Copy out the lines below verbatim, changing nothing.

*Data extracts:*
[Start of Attachment]

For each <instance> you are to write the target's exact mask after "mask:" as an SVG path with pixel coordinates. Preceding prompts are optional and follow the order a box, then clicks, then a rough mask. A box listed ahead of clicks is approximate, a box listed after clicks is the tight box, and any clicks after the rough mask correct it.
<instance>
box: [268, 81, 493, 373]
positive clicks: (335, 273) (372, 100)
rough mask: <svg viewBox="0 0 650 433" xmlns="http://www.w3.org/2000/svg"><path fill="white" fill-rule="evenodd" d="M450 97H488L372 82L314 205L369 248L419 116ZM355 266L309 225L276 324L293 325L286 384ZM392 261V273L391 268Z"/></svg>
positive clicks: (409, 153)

[End of Attachment]

*Task solution:*
For each <instance> you are to write the target's exact mask after "mask:" as an SVG path with pixel coordinates. Preceding prompts are optional and follow the order a box, then clicks, then a rough mask. A box listed ahead of clicks is approximate, a box listed after clicks is the tight box, and any clicks after the rough mask correct it.
<instance>
box: [268, 81, 493, 373]
positive clicks: (335, 273) (372, 100)
rough mask: <svg viewBox="0 0 650 433" xmlns="http://www.w3.org/2000/svg"><path fill="white" fill-rule="evenodd" d="M450 97H488L372 82L314 205L369 248L419 116ZM355 266L309 225L276 324L293 325L286 384ZM392 261V273L391 268Z"/></svg>
positive clicks: (409, 153)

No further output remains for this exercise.